TASK DATA START

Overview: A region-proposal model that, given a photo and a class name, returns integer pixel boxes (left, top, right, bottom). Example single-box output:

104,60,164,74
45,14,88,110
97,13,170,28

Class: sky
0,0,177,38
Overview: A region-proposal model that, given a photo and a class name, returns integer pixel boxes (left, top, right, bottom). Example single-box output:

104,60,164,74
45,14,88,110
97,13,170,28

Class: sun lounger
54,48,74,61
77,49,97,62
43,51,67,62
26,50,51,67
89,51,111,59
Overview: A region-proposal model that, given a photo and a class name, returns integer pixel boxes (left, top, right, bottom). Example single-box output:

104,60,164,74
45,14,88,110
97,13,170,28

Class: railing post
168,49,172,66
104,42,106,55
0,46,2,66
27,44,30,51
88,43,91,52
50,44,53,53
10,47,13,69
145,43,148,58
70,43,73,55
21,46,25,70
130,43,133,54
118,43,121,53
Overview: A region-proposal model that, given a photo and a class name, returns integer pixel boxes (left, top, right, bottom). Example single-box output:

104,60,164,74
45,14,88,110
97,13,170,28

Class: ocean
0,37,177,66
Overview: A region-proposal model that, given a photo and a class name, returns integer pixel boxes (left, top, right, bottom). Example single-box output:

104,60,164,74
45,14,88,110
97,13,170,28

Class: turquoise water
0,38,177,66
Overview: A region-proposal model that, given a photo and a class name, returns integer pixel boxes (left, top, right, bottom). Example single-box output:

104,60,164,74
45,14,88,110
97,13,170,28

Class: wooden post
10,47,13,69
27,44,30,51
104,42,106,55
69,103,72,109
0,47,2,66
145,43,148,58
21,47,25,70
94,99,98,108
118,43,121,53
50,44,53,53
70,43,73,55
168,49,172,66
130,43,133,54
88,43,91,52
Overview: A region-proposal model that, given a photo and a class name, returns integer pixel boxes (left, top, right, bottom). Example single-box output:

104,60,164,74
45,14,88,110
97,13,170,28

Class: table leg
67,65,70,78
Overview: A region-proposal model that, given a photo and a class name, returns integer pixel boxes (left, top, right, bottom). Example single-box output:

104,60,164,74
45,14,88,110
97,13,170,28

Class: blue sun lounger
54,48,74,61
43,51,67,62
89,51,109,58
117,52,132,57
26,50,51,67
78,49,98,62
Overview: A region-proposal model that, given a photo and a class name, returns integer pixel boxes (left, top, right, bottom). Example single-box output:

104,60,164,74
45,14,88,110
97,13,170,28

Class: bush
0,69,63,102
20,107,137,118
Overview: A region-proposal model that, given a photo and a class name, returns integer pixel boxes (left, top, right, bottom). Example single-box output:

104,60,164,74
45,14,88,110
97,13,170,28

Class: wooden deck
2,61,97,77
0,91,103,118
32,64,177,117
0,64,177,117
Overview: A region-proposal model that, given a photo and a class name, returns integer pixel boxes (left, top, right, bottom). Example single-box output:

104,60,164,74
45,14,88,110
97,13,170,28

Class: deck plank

TASK DATA END

WHAT YOU WILL DO: With nothing added or dropped, write out every entry.

OUTPUT FOR THIS EXERCISE:
Overview: A region-proposal model that, given a photo and a class name, returns integer pixel boxes (left, top, right, bottom). Example single-box output:

104,60,164,74
45,14,88,110
97,13,170,28

Class: sky
0,0,177,38
Overview: A region-proposal model that, given a photo and a class name, returns integer pixel boxes (left, top, right, bottom). Example single-box output:

104,60,164,74
45,14,88,110
97,13,170,28

Class: sun lounger
54,48,74,61
77,49,97,62
43,51,67,62
26,50,51,67
89,51,111,59
Overview: A region-proposal model that, given a photo and a class name, returns integer pixel boxes (left, top, right, bottom). Example single-box output:

104,60,164,74
45,14,88,110
97,13,170,28

Class: railing post
168,49,172,66
104,42,106,55
0,46,2,66
27,44,30,51
88,43,91,52
50,44,53,53
10,47,13,69
145,43,148,58
70,43,73,55
21,46,25,70
130,43,133,54
118,43,121,53
Overview: A region-proposal model that, given a photo and a class name, returns integer pixel boxes (left, top, right, bottom). Example single-box output:

104,60,164,74
45,14,88,110
97,13,170,28

Class: ocean
0,37,177,66
Overview: A region-proposal model that, given a photo and a class name, returns integer pixel boxes (left, top, right, bottom). Example single-box output:

104,60,164,74
45,14,88,110
97,13,170,28

Class: turquoise water
0,38,177,66
Overview: A region-proposal model that, given a photo and a class name, returns integer pixel boxes (left, top, right, bottom). Example single-box output:

104,60,164,74
45,14,88,110
97,13,170,28

Class: wooden post
10,47,13,69
27,44,30,51
104,42,106,55
69,103,72,109
0,47,2,66
145,43,148,58
21,47,25,70
94,99,98,108
118,43,121,53
50,44,53,53
70,43,73,55
168,49,172,66
130,43,133,54
88,43,91,52
Overview: A region-proposal model that, given a photo and a class name, returns integer pixel boxes (left, top, right, bottom). Example single-box output:

104,60,164,74
45,14,88,110
97,13,170,28

Class: table leg
67,65,70,78
Overview: A region-proposal model that, given a photo and a class name, returns integer pixel boxes (left, top, right, bottom). Example single-box output:

104,60,164,74
45,14,88,110
97,13,170,28

Class: blue sun lounger
54,48,74,61
43,51,67,62
89,51,109,58
117,52,132,57
26,50,51,67
78,49,98,62
Overview: A region-proposal model that, given a photo and a class name, returns integer pixel boxes (left, top, right, bottom). Example single-box output:

104,60,164,74
45,14,88,110
97,13,170,28

Class: bush
0,69,63,102
20,107,137,118
Overview: A region-proposal model that, given a photo and a class name, returns integer pixel boxes (left, top, right, bottom). Example single-box output:

104,60,164,74
45,14,88,110
97,13,170,28

Class: wooden deck
2,61,97,77
0,91,103,118
32,64,177,117
0,64,177,117
Overview: A region-proposal model that, given a photo and a class name, returns integer pixel boxes (left, top, right, bottom). Example single-box output:

104,60,164,74
45,14,88,110
97,13,170,28

Class: deck plank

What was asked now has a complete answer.